What the engine reads
A mechanical engineer doesn't watch the car — they read the suspension. SimRace.app does the same, per wheel, at around 60 Hz, corner by corner. From the raw channels the sim exposes it derives the numbers a setup is actually built on:
- Damper shaft velocity — bump and rebound, low-speed versus high-speed. The rate of change of suspension travel, not the car's speed.
- Ride height & rake — front and rear, and the rear-minus-front difference that sets the platform's attitude.
- Per-wheel load — how the weight sits across the four corners, and how it transfers through each phase of a corner.
- Bottoming — when the platform runs out of travel and hits its stops, the moment the suspension stops being a suspension.
The compromise problem
Mechanical setup is hard for one reason: it's a web of trade-offs. Stiffen the front bar to sharpen turn-in and you cost yourself mid-corner front grip. Soften the rear to settle the platform and you slow the response. Almost every lever you pull undoes something another lever just did. A good setup isn't the sum of a dozen changes — it's the one balance point where they integrate. Integration, not accumulation.
And there's a trap that makes feel unreliable: the same symptom has a different cause depending on speed. A car that washes out at the front is a mechanical problem in a slow corner — springs, bars, geometry — and an aero problem in a fast one — ride height, rake, wing. Same complaint from the seat, same words on the radio, but the fix is opposite. You feel one symptom; the car has two diseases.
● ● ● ● ● ● ●
**TASK LIST**
A - In the text on suspension telemetry, at roughly what rate does SimRace.app read each wheel?
B - Please carry on the piece about suspension telemetry and setup trade-offs, picking up after its final sentence.

**EXTRACTED ENTRIES**
● ● ● ● ● ● ●
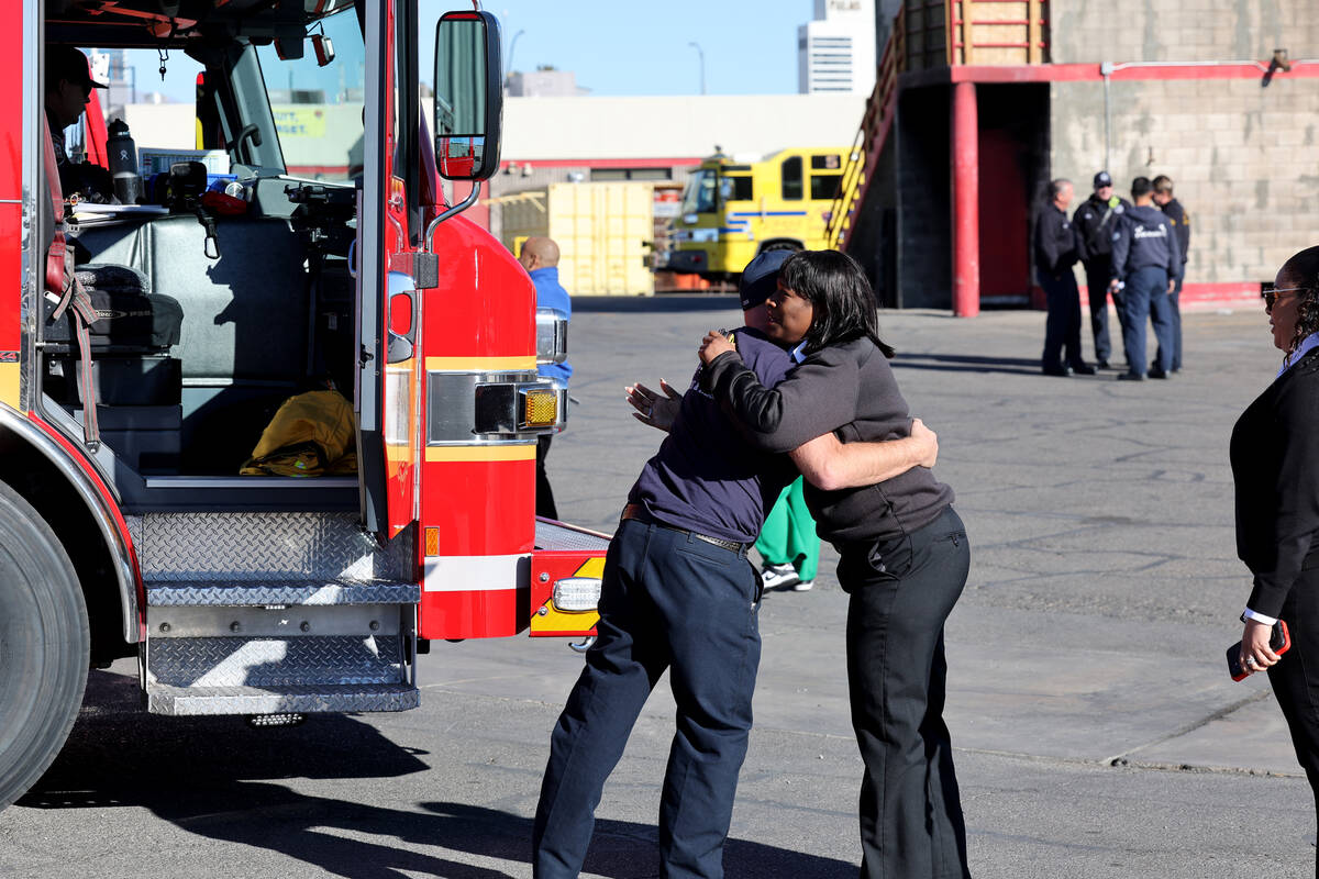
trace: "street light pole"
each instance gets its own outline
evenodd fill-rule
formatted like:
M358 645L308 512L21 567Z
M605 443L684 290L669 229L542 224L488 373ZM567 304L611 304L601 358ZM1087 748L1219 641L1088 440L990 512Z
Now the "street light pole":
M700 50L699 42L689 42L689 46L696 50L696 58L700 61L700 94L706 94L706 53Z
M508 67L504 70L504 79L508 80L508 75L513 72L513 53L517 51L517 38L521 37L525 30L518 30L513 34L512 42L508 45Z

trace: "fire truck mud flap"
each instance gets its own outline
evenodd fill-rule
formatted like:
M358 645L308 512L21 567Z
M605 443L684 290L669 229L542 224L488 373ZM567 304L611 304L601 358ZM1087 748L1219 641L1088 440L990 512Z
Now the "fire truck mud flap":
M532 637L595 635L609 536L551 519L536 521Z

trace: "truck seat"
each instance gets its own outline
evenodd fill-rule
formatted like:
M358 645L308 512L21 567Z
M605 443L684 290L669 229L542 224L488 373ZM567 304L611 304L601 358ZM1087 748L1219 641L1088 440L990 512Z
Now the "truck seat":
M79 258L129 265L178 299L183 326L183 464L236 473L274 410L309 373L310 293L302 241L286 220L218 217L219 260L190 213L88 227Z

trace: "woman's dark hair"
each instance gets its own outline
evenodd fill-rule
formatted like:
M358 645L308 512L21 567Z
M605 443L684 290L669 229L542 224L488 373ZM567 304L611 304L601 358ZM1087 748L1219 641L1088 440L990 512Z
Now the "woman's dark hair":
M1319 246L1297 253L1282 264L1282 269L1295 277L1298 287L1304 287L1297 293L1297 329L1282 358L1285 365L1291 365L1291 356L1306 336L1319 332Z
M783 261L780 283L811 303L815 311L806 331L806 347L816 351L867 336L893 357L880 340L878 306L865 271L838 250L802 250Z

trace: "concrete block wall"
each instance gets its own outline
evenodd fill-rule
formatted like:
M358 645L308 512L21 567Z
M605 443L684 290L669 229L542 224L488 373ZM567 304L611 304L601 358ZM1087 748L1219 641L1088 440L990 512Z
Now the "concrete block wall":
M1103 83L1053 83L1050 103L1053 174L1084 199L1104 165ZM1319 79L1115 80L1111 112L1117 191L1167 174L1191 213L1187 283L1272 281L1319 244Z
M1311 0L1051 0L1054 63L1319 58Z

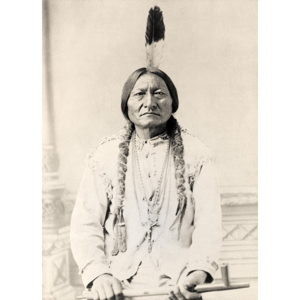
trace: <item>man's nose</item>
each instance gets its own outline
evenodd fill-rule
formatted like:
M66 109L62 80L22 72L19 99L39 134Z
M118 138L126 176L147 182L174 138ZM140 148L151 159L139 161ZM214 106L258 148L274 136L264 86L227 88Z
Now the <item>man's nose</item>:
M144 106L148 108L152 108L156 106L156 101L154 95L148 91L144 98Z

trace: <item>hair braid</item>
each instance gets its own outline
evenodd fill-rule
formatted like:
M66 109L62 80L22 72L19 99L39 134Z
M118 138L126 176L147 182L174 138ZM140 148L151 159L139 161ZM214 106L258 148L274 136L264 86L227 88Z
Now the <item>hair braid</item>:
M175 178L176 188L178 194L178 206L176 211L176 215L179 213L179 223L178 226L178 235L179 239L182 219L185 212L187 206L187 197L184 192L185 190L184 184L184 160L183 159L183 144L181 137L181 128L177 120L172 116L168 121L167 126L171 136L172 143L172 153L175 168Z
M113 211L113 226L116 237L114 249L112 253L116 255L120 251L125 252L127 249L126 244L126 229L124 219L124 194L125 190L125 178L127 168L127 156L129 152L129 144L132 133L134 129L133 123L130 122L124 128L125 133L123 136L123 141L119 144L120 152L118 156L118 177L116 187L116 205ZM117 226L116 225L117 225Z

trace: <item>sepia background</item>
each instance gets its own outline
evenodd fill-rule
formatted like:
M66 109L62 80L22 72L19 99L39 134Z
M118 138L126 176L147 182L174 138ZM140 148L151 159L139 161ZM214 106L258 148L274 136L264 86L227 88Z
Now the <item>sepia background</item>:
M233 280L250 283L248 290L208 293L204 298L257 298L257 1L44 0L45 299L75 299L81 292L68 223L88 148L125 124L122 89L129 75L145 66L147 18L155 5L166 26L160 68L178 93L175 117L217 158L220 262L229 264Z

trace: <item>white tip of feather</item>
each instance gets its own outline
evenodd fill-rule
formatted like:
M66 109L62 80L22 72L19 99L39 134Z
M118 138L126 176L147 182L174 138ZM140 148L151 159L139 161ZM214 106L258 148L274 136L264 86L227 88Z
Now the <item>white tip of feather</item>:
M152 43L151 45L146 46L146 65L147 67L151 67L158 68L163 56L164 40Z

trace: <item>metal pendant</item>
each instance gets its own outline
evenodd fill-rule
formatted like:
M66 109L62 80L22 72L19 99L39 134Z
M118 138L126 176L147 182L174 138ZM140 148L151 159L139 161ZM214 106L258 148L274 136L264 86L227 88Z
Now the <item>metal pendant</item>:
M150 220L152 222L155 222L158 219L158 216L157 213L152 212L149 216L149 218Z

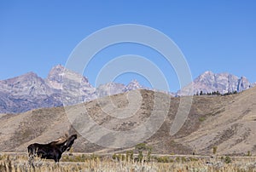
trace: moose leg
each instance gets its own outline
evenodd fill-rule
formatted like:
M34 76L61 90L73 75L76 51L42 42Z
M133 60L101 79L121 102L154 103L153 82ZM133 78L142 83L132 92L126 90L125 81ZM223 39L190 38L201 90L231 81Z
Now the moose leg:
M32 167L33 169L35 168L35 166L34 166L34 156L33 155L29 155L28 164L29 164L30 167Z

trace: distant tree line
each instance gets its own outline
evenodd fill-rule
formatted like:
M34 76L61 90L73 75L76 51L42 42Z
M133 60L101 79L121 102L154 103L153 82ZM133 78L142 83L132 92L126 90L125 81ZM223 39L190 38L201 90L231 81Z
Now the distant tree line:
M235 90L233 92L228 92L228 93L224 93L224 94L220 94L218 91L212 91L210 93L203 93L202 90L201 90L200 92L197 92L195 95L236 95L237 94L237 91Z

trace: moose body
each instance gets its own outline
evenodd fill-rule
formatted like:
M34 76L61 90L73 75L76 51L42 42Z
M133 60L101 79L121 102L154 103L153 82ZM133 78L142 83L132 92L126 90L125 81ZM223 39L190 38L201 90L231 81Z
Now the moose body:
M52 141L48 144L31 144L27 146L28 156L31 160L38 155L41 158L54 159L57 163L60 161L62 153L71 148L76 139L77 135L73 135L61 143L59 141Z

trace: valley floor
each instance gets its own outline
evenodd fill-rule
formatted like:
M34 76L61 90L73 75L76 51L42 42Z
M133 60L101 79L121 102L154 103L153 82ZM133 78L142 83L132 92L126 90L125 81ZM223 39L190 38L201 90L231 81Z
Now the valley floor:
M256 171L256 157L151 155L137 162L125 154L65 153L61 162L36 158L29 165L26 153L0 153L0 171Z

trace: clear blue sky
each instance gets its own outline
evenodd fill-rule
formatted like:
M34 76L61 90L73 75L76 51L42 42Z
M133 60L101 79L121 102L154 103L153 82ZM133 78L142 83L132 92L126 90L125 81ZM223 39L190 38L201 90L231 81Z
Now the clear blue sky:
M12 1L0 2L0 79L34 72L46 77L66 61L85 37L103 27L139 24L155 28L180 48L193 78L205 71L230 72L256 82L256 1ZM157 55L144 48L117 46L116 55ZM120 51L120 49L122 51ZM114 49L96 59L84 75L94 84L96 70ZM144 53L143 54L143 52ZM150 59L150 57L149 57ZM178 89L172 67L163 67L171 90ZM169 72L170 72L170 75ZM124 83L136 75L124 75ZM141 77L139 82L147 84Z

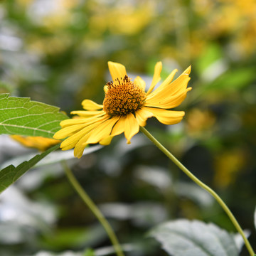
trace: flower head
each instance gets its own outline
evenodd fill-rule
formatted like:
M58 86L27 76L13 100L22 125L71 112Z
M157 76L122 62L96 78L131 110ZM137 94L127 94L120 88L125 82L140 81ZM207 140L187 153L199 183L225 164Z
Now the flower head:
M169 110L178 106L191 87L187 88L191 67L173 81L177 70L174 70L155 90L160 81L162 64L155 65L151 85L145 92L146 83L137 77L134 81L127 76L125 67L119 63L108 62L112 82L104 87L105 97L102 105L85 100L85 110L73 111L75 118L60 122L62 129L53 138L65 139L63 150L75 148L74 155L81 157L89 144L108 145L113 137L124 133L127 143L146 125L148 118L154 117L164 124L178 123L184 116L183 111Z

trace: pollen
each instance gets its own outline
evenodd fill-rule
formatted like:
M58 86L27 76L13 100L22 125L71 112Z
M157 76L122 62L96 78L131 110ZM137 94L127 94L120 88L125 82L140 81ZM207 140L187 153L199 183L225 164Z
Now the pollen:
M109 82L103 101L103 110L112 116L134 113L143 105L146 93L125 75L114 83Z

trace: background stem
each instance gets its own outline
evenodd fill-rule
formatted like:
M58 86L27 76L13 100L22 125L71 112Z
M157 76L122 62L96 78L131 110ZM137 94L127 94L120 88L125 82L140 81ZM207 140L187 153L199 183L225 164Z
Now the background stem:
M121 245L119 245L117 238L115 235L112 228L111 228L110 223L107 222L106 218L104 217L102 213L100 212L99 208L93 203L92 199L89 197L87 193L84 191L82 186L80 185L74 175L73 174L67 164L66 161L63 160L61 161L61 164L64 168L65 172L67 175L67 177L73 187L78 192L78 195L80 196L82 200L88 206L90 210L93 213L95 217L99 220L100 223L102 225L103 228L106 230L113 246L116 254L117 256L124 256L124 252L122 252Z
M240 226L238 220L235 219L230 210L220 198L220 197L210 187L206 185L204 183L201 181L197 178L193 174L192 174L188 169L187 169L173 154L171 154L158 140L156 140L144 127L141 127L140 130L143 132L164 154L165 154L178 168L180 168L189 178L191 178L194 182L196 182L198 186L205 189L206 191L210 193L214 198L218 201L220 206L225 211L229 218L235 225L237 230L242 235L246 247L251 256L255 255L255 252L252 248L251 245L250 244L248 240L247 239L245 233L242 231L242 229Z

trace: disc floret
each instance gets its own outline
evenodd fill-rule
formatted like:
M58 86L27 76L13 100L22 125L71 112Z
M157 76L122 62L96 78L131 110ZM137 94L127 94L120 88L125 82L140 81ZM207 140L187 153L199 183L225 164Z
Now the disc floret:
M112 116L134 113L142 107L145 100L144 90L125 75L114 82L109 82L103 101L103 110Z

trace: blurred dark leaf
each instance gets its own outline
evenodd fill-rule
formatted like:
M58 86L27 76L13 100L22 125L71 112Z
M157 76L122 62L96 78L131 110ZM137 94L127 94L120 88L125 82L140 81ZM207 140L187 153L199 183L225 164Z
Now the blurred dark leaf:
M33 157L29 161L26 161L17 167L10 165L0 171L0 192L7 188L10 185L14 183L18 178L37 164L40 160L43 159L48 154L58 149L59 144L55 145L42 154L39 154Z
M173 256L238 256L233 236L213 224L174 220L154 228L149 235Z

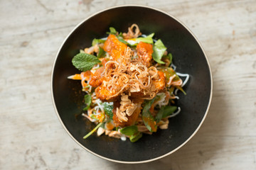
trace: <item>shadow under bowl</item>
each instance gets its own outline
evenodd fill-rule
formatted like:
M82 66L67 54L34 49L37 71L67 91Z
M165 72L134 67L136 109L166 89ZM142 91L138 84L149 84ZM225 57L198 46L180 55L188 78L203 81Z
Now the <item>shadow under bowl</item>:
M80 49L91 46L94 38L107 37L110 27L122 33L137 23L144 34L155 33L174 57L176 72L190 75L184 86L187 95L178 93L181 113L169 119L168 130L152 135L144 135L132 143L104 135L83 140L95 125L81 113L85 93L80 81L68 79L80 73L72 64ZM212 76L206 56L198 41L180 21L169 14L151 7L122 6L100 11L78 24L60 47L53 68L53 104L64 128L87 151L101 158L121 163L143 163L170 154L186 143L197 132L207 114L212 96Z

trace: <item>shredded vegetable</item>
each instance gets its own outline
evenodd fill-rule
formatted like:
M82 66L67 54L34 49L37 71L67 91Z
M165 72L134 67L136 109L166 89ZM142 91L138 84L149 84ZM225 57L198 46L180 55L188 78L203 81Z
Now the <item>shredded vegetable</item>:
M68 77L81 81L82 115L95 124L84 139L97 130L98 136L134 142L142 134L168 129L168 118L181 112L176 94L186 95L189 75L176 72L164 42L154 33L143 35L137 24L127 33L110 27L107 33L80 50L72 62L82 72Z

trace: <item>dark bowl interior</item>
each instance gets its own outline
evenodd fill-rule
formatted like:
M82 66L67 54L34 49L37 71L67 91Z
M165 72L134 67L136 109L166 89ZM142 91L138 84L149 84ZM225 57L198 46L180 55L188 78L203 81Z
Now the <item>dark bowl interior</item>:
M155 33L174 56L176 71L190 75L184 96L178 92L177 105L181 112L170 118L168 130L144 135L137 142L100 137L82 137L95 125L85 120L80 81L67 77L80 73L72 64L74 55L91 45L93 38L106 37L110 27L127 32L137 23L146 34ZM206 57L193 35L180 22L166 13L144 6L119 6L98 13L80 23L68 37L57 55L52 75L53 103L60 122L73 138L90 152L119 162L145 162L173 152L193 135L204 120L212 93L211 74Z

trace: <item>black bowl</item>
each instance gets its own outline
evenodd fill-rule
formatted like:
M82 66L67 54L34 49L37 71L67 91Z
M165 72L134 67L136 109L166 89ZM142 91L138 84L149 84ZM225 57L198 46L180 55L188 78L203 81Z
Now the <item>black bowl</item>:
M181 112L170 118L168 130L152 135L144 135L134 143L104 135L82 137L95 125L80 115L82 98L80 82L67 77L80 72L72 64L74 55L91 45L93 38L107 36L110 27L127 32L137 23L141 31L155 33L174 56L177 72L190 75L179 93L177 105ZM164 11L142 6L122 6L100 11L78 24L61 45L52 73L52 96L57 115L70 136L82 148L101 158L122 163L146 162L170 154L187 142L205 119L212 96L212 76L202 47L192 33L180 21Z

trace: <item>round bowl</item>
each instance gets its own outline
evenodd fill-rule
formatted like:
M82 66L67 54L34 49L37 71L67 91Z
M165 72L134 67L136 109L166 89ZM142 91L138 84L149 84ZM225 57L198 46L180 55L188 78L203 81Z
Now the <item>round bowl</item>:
● ● ● ● ● ● ●
**ANSWER SECTION**
A - Around 60 Hz.

B -
What the engine gives you
The new pit-wall mechanical view turns all of that reading into three things you can act on:
- The damper-velocity histogram — the distribution of how long each damper spends at each shaft speed, the one thing you genuinely can't feel from the seat. A healthy shape is a smooth, continuous hill; a lopsided lump or a sharp spike is a damper doing too much of one kind of work.
- The platform read — rake, heave, where and when the car bottoms, and the rate weight transfers through a corner. The state of the chassis, in numbers instead of guesses.
- A setup note, per corner — the layer (mechanical or aero), the lever and which way to move it, why, the trade-off it will cost you, and a confidence. Not a magic number — a decision, framed the way an engineer frames it.
No magic numbers, and the recipe stays inside the plugin — you get the call and the reasoning behind it, framed corner by corner.
Where to go deeper
Every lever the mechanical view names has its own page — the textbook concept, in plain language:
- Springs & wheel rate
- Dampers: bump & rebound
- Bump stops & packers
- Ride height & rake
- Anti-roll bars
- Camber, toe & caster
- Mechanical balance
- The full setup guide →
And because the same symptom is mechanical when it's slow and aero when it's fast, the mechanical view lives right next to its aerodynamic twin: Balance, CoG & CoP and how the center of pressure is computed.
FAQ
Does the sim give you suspension data like damper velocity and rake?
Not as finished numbers. The sim hands you raw channels — suspension travel, ride height, speed. SimRace.app derives the engineering: damper shaft velocity is the rate of change of travel, rake is rear height minus front, per-wheel load comes from travel against wheel rate. It computes these per wheel at around 60 Hz, corner by corner, the way a race engineer would off the data trace.
What is a damper-velocity histogram and why does it matter?
It's a distribution of how much time each damper spends moving at each shaft speed over a lap — a fingerprint of how the suspension actually worked. The split between slow, sustained movement (your inputs) and sudden, fast movement (bumps and kerbs) is invisible from the seat. The histogram makes it visible, so a fix can target the part of the damper that's misbehaving instead of guessing.
Why is mechanical setup so hard to do by feel?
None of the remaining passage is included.